The problem:
Transcribe the records exactly from the line with "In the photograph above, where can the white teeth" to the end, both included.

--- Information Enclosed Below ---

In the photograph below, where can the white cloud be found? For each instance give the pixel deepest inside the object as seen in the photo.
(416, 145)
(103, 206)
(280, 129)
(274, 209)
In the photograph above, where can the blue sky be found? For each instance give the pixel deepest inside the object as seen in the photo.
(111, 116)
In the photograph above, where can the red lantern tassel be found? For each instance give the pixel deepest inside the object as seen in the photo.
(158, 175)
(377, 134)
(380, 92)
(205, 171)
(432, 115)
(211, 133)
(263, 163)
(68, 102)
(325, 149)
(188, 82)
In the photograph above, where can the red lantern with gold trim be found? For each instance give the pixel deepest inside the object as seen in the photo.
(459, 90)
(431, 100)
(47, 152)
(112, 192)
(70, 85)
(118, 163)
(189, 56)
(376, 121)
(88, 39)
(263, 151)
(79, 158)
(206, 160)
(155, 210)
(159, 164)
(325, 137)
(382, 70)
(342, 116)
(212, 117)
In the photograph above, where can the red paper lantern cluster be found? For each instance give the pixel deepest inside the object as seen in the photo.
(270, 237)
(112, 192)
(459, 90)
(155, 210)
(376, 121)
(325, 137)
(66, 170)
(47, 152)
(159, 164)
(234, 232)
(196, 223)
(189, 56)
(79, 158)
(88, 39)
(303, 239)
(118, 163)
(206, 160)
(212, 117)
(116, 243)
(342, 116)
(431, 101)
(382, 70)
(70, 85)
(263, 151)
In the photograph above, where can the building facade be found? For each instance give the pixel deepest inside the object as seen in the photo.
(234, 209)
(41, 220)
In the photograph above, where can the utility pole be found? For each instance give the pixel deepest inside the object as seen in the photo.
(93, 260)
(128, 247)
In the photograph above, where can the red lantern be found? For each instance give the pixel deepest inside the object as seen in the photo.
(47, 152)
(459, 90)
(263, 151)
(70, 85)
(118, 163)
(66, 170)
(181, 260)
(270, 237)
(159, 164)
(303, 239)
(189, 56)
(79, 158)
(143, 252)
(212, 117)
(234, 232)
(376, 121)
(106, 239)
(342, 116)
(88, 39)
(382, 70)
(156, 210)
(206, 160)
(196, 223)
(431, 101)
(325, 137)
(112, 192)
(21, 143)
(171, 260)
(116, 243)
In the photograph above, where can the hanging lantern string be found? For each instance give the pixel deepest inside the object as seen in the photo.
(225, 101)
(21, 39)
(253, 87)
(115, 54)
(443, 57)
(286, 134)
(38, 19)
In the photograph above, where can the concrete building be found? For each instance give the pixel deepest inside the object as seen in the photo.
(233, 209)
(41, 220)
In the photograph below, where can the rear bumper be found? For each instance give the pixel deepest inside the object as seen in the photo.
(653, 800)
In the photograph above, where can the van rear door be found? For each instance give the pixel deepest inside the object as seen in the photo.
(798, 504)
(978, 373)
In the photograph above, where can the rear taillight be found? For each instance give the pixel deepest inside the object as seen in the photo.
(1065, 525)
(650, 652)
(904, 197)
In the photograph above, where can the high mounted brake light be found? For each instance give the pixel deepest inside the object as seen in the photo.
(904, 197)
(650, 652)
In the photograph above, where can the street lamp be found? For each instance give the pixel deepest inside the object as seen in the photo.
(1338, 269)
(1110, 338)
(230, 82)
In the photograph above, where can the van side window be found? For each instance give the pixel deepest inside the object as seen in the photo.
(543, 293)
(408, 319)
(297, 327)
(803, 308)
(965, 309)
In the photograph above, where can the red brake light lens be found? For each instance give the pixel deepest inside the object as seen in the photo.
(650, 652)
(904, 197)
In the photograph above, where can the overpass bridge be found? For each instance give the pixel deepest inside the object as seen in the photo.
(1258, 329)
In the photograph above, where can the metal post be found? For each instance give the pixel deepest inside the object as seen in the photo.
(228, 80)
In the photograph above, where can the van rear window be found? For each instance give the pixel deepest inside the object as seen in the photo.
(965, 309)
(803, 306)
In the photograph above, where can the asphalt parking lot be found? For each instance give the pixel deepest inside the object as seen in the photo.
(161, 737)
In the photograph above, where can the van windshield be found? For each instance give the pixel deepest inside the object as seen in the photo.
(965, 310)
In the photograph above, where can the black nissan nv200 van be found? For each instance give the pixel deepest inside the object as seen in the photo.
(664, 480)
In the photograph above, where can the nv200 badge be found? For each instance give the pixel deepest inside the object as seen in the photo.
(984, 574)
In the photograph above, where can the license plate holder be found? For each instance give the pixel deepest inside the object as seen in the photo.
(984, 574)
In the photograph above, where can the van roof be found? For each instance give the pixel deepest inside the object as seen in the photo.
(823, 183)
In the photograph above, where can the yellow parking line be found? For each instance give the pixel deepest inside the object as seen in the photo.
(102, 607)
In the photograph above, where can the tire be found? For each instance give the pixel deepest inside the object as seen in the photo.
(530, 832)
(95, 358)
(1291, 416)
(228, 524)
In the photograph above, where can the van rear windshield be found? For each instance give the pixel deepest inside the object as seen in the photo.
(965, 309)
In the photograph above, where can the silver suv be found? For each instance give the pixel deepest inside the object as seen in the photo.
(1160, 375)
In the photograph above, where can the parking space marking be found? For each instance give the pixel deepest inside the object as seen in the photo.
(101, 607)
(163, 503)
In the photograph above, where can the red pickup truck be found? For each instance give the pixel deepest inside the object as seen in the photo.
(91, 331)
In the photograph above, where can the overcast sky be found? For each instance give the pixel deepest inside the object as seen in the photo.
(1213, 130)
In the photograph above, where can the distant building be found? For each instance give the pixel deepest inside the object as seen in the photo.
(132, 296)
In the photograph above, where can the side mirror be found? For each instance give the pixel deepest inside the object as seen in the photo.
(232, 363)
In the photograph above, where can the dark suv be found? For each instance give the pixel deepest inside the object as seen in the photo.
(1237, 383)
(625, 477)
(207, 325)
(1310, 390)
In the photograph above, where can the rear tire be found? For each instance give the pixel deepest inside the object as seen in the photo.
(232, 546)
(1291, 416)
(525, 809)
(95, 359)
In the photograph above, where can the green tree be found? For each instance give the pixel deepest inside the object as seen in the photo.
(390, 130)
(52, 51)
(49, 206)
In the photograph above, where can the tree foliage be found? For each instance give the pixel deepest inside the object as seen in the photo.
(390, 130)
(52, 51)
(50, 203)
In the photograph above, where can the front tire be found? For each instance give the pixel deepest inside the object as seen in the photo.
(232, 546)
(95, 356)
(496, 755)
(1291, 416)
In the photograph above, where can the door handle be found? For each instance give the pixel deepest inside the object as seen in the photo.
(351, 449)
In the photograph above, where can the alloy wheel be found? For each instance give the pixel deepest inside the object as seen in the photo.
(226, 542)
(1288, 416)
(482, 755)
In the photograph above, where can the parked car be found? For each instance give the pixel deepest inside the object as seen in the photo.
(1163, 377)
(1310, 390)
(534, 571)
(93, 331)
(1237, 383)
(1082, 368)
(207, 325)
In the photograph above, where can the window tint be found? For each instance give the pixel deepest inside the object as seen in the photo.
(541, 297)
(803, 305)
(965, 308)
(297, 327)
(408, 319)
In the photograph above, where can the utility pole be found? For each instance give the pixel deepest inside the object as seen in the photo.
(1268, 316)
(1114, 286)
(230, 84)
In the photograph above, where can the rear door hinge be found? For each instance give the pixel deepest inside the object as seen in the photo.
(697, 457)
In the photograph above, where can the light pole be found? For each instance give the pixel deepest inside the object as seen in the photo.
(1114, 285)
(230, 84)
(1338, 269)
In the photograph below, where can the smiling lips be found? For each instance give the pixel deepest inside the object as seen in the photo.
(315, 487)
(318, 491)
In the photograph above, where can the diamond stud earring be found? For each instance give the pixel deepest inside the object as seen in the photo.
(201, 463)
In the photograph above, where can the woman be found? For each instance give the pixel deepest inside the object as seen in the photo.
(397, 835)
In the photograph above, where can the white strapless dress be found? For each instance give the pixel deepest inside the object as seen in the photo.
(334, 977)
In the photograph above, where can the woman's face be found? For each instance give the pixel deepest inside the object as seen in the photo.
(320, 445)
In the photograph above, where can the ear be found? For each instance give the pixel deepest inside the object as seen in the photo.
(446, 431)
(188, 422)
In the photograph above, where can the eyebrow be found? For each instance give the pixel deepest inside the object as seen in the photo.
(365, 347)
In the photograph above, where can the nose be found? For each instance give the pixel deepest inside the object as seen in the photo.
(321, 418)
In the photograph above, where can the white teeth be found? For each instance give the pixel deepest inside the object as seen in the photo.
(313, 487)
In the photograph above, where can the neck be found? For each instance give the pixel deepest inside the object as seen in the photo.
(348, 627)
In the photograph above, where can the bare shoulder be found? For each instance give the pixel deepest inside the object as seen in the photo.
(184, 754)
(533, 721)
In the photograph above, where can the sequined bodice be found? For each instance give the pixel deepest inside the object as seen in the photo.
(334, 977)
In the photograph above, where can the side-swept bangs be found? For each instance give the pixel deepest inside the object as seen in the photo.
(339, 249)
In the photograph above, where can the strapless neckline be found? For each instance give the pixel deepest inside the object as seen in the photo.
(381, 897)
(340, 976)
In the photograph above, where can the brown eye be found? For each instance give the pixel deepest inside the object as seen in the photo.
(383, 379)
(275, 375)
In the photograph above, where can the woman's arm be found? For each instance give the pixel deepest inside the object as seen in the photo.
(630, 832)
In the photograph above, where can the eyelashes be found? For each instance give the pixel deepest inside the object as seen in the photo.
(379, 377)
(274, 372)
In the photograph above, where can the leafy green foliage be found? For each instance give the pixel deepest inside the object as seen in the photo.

--- End of Enclosed Information ---

Result for this task:
In the photograph above, where can the white teeth be found? For each instance give the pixel deepest inside the object as seen in the photo.
(313, 487)
In the photograph above, where can the neck be found? For each instance give the pixel deepest inside the object as seen in the photo.
(348, 627)
In the photograph above, where can the bare shoulder be found? For each instance give the pixel deepest inside the object as seen in the photo.
(184, 754)
(533, 721)
In the photograph above, where can the sequined bodice be found? For each instance give the pixel deepest inside the object as seen in the photo.
(334, 977)
In the photograph above, where can the side-swept bangs be found? For each instance give the pixel deepest inside the object as seen in the photo.
(339, 249)
In the photograph above, where can the strapless neckline be found? For each instance give the pixel deepest inside the object as seen in the photo.
(381, 897)
(340, 976)
In the photograph above, where can the brown eye be found? For each instance give the pixel deepest inside the object as seen in the photo.
(383, 379)
(275, 375)
In the photograph above, where can the woman's arm be found? For each instance give the pixel deepest inside the object as seen in the photo.
(630, 832)
In the photograph above, where can the eyelashes be found? For each instance give the pixel deepest inside the object as seen in the photo.
(379, 377)
(274, 372)
In the photograph above, where can the leafy green foliage be found? For each instance give the pixel deepest inside the object as seen in the photo.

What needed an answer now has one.